---------- ITEMS
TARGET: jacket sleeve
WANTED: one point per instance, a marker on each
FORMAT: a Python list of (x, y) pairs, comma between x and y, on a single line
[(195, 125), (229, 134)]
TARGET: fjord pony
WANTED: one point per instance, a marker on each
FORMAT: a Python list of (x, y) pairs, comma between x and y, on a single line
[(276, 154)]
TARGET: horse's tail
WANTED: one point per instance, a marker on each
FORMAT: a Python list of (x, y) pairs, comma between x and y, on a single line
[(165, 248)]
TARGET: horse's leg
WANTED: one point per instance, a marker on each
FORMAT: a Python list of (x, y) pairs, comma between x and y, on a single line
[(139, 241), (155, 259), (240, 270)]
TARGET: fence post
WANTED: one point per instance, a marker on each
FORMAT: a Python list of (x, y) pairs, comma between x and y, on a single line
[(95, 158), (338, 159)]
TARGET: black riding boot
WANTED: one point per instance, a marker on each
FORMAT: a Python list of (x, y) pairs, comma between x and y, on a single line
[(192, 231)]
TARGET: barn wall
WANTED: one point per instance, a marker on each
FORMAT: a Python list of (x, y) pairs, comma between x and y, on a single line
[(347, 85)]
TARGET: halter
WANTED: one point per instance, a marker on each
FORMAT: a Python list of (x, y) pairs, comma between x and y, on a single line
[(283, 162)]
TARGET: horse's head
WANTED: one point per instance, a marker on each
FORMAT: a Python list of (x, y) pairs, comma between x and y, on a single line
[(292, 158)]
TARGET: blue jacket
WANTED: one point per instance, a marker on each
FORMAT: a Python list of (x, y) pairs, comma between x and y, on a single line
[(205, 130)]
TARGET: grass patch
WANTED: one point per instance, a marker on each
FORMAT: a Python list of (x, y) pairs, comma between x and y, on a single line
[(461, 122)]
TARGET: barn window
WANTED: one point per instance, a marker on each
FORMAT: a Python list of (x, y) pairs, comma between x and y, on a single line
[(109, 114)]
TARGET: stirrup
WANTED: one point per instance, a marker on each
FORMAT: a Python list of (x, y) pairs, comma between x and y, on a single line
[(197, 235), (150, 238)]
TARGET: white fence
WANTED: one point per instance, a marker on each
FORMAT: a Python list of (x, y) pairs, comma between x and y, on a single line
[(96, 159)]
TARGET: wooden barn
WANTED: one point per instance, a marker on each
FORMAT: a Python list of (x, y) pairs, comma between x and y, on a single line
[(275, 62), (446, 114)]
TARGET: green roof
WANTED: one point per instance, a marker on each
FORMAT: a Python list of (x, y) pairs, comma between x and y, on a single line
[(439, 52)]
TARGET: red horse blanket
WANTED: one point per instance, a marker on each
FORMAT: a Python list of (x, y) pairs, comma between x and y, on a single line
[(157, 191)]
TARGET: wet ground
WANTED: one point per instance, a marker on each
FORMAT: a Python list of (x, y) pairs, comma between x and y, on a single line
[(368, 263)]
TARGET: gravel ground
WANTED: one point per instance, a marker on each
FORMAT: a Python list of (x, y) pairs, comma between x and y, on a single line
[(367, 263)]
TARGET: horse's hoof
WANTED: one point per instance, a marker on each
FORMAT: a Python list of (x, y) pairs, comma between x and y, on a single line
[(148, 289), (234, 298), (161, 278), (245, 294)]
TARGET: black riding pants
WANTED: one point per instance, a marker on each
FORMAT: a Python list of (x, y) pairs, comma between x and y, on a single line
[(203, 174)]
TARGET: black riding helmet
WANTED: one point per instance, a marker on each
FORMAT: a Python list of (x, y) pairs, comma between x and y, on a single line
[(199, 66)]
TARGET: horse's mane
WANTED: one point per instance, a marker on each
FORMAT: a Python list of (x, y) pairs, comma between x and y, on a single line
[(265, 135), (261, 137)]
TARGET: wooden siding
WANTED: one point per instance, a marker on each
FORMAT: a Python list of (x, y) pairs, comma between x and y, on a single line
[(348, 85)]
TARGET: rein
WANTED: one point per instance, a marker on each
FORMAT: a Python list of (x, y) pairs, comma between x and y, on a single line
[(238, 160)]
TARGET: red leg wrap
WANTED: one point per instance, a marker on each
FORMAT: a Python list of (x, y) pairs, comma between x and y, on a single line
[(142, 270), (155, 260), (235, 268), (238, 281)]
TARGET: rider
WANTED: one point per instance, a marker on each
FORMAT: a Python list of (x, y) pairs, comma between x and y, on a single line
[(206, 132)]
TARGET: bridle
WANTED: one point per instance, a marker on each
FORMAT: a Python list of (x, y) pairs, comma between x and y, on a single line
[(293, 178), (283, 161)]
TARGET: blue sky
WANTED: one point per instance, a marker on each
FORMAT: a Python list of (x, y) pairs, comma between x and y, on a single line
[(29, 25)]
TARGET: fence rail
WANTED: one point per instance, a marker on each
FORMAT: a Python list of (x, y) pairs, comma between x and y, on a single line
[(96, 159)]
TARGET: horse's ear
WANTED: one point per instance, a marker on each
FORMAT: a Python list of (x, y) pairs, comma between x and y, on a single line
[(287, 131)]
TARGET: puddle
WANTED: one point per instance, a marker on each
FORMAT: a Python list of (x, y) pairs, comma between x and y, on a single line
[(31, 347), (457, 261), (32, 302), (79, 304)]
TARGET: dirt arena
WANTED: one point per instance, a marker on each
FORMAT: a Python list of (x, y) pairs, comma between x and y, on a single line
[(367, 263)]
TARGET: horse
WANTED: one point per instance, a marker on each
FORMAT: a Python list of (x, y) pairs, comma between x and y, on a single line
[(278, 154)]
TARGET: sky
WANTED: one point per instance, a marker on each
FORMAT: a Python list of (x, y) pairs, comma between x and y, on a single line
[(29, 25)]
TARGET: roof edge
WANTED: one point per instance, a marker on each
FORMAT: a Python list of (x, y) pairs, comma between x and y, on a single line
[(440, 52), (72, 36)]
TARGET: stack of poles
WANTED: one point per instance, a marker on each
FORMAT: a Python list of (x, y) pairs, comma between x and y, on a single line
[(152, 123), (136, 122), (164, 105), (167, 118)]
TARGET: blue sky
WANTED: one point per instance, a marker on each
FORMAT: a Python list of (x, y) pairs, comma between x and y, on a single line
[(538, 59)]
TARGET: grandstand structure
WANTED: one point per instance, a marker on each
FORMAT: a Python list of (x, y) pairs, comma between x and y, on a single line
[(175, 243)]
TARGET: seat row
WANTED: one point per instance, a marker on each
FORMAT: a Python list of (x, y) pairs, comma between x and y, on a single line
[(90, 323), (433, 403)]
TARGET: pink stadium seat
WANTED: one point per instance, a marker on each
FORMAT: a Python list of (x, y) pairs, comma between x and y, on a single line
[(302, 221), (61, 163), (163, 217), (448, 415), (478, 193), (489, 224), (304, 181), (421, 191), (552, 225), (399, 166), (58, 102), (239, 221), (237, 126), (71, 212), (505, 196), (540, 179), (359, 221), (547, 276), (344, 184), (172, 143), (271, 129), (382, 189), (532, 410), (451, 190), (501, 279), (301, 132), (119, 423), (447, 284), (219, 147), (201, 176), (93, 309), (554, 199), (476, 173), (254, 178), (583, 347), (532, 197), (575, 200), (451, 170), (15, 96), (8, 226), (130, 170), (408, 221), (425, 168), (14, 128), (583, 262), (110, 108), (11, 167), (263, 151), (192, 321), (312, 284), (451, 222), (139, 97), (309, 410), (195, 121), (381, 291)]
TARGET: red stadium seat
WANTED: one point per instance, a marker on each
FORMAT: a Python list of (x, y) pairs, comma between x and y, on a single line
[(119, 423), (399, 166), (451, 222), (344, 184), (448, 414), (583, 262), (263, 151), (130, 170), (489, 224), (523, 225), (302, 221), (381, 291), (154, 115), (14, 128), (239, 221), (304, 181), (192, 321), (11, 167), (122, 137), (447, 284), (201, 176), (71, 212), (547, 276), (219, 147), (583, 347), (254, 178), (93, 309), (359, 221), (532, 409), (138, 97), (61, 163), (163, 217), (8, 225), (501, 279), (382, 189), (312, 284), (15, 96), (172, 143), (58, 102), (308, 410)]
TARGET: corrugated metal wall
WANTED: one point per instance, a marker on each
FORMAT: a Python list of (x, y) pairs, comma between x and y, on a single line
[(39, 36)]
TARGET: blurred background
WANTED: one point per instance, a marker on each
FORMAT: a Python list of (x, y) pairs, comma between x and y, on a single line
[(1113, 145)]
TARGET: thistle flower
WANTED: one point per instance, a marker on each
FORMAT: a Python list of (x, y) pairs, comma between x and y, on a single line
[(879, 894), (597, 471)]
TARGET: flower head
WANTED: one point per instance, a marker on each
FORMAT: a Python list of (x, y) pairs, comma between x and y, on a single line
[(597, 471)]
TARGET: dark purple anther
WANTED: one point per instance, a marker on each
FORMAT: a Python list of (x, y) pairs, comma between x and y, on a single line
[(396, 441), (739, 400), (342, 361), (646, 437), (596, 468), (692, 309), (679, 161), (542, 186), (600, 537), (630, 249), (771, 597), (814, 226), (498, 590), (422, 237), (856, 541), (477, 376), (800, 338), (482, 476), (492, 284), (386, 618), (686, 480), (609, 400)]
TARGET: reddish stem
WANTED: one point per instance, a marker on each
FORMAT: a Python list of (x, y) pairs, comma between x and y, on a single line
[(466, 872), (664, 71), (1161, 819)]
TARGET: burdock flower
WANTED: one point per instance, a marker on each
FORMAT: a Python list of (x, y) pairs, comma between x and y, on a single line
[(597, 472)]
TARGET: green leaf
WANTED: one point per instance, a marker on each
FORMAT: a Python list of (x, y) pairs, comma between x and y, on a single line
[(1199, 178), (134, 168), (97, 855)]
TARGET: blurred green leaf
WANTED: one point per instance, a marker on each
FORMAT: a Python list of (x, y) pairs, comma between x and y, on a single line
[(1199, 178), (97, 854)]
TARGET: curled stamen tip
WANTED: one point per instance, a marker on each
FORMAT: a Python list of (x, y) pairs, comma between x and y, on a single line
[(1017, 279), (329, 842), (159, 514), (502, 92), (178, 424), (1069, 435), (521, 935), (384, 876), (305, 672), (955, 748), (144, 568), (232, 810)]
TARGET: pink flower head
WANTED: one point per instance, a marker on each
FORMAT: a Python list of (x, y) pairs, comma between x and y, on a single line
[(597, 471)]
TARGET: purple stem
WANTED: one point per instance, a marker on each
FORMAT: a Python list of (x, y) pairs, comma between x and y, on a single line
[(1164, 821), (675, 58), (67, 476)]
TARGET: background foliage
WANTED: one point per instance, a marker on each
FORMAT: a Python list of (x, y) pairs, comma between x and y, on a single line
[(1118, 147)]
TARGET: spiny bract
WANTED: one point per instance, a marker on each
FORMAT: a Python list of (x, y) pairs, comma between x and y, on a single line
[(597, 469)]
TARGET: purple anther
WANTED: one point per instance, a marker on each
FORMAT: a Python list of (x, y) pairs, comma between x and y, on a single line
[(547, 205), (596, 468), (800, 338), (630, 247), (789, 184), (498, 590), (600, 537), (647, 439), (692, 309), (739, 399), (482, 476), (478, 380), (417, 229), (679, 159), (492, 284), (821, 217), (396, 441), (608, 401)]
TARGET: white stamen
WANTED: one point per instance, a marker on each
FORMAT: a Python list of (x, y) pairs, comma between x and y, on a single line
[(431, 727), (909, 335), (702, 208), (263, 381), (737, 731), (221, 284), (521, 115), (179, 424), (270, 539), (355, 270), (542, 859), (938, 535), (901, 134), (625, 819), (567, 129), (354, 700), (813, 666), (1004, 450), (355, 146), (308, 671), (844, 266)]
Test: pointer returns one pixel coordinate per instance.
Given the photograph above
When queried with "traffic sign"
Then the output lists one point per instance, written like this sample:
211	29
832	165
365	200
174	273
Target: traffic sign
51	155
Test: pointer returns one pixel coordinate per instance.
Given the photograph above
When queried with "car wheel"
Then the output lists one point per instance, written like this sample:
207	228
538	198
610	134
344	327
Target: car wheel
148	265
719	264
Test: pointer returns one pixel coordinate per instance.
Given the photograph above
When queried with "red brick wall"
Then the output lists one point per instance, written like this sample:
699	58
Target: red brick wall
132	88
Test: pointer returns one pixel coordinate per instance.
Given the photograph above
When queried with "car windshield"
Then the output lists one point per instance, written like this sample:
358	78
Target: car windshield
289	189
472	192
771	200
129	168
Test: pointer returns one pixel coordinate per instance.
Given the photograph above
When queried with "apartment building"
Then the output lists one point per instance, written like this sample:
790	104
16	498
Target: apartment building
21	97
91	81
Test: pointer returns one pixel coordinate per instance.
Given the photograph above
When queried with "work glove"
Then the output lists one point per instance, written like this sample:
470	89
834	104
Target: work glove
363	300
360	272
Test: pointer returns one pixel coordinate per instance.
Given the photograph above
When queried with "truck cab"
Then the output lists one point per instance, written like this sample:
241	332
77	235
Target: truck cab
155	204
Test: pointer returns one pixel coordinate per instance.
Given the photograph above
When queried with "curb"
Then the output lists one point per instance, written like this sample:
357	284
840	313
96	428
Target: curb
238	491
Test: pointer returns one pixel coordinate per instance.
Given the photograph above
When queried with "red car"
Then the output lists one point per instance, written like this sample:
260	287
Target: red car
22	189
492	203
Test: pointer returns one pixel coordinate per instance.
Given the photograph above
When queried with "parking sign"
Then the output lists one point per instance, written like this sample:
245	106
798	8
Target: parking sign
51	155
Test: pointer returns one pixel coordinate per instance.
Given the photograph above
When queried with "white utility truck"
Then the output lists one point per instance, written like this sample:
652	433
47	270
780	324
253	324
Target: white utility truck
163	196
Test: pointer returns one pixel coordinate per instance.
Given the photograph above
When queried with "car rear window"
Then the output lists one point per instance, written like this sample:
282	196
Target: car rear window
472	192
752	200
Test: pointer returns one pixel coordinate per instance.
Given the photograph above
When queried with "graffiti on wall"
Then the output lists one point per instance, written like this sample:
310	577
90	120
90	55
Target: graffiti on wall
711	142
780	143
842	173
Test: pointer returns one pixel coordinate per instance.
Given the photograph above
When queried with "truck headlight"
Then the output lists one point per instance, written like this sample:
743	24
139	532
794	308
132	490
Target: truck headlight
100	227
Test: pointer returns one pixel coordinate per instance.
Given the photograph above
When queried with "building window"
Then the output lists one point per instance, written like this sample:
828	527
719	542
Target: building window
--------------------
*CHALLENGE*. Output the lines running from the line with "TARGET: horse's tail" up to and including the line with "[(439, 52)]" as a Markdown table with the columns "Number" and "Text". Put a running number in the first column, put each line in the second, and skip any blank lines.

*COMPLETE ANSWER*.
| Number | Text |
|---|---|
| 1 | TARGET: horse's tail |
| 2 | WANTED: one point per instance, a marker on each |
| 3 | FORMAT: a Python list of (x, y) pairs, comma between x and y, on a single line |
| 4 | [(165, 248)] |
| 5 | TARGET: horse's leg |
| 6 | WANTED: one point per instance, a marker on each |
| 7 | FORMAT: a Python list of (x, y) pairs, comma between x and y, on a single line |
| 8 | [(139, 241), (155, 259), (240, 270)] |
| 9 | TARGET: fence post |
| 10 | WANTED: one point per instance, a marker on each |
| 11 | FORMAT: a Python list of (x, y) pairs, comma between x and y, on a single line |
| 12 | [(95, 158), (338, 159)] |
| 13 | TARGET: black riding boot |
| 14 | WANTED: one point per instance, a marker on each |
| 15 | FORMAT: a Python list of (x, y) pairs, comma between x and y, on a single line |
| 16 | [(192, 231)] |
| 17 | TARGET: barn wall |
| 18 | WANTED: one point per instance, a marker on each |
| 19 | FORMAT: a Python list of (x, y) pairs, comma between x and y, on a single line |
| 20 | [(347, 85)] |
| 21 | TARGET: halter |
| 22 | WANTED: one point per instance, a marker on each |
| 23 | FORMAT: a Python list of (x, y) pairs, comma between x and y, on a single line |
| 24 | [(283, 162)] |
| 25 | TARGET: horse's head |
| 26 | WANTED: one point per instance, a marker on each |
| 27 | FORMAT: a Python list of (x, y) pairs, comma between x and y, on a single line |
| 28 | [(292, 158)] |
| 29 | TARGET: blue jacket |
| 30 | WANTED: one point per instance, a marker on each |
| 31 | FORMAT: a Python list of (x, y) pairs, comma between x and y, on a single line |
| 32 | [(205, 130)] |
| 33 | TARGET: grass patch |
| 34 | WANTED: one point per instance, a marker on each |
| 35 | FORMAT: a Python list of (x, y) pairs, comma between x and y, on a single line |
| 36 | [(461, 122)] |
| 37 | TARGET: barn window |
| 38 | WANTED: one point per instance, a marker on each |
| 39 | FORMAT: a Python list of (x, y) pairs, comma between x and y, on a single line |
| 40 | [(109, 114)] |
| 41 | TARGET: stirrup |
| 42 | WANTED: one point per instance, a marker on each |
| 43 | FORMAT: a Python list of (x, y) pairs, comma between x and y, on a single line |
| 44 | [(197, 235), (150, 238)] |
| 45 | TARGET: white fence |
| 46 | WANTED: one point per instance, a marker on each |
| 47 | FORMAT: a Python list of (x, y) pairs, comma between x and y, on a single line |
| 48 | [(96, 159)] |
| 49 | TARGET: wooden barn |
| 50 | WANTED: one point per instance, a marker on each |
| 51 | FORMAT: a Python list of (x, y) pairs, comma between x and y, on a single line |
| 52 | [(275, 62), (446, 114)] |
| 53 | TARGET: green roof |
| 54 | WANTED: one point per instance, a marker on each |
| 55 | FORMAT: a Python list of (x, y) pairs, comma between x and y, on a single line |
| 56 | [(439, 52)] |